What the exercise asks: Locate "segment <item>microphone</item>" in the listing below, then output the line holding it and every line after it, exactly and with nothing else.

Data in this exercise:

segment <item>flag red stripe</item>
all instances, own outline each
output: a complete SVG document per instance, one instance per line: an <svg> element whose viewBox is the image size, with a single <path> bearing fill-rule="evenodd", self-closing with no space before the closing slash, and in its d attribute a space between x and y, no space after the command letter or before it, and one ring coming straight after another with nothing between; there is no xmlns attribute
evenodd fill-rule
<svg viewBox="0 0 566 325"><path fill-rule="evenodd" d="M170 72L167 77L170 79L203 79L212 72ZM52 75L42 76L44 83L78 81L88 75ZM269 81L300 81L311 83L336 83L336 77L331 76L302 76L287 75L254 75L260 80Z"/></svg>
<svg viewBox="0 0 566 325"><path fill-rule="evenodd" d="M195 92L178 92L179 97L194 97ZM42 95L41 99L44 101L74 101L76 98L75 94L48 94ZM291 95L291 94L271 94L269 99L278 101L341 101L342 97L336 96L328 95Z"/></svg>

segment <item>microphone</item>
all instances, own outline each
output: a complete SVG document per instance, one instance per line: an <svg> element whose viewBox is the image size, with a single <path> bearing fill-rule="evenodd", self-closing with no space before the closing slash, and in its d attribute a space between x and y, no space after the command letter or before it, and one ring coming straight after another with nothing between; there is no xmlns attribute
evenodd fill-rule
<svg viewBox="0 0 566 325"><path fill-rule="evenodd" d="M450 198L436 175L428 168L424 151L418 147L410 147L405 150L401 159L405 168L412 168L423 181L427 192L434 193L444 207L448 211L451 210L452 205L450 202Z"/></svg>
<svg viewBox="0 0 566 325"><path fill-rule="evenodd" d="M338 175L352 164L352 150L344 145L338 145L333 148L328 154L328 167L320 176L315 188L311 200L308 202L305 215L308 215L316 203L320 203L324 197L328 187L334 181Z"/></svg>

Problem solution:
segment <item>microphone</item>
all instances, own outline each
output: a complete SVG document per instance, one instance per line: an <svg> element whose viewBox is the image size, with a single <path> bearing fill-rule="evenodd", self-closing with no space before the closing slash, and in its d attribute a space between x and y, no space after the command letter or before it, and one ring coming straight after another with nothing between; there is no xmlns attribute
evenodd fill-rule
<svg viewBox="0 0 566 325"><path fill-rule="evenodd" d="M450 198L436 175L428 168L424 151L418 147L410 147L405 150L401 159L405 168L412 168L423 181L427 192L434 193L444 207L448 211L451 210L452 205L450 202Z"/></svg>
<svg viewBox="0 0 566 325"><path fill-rule="evenodd" d="M338 175L352 164L352 150L344 145L338 145L333 148L328 154L328 167L320 176L315 188L311 200L308 202L305 215L308 215L316 203L320 203L324 197L328 187L334 181Z"/></svg>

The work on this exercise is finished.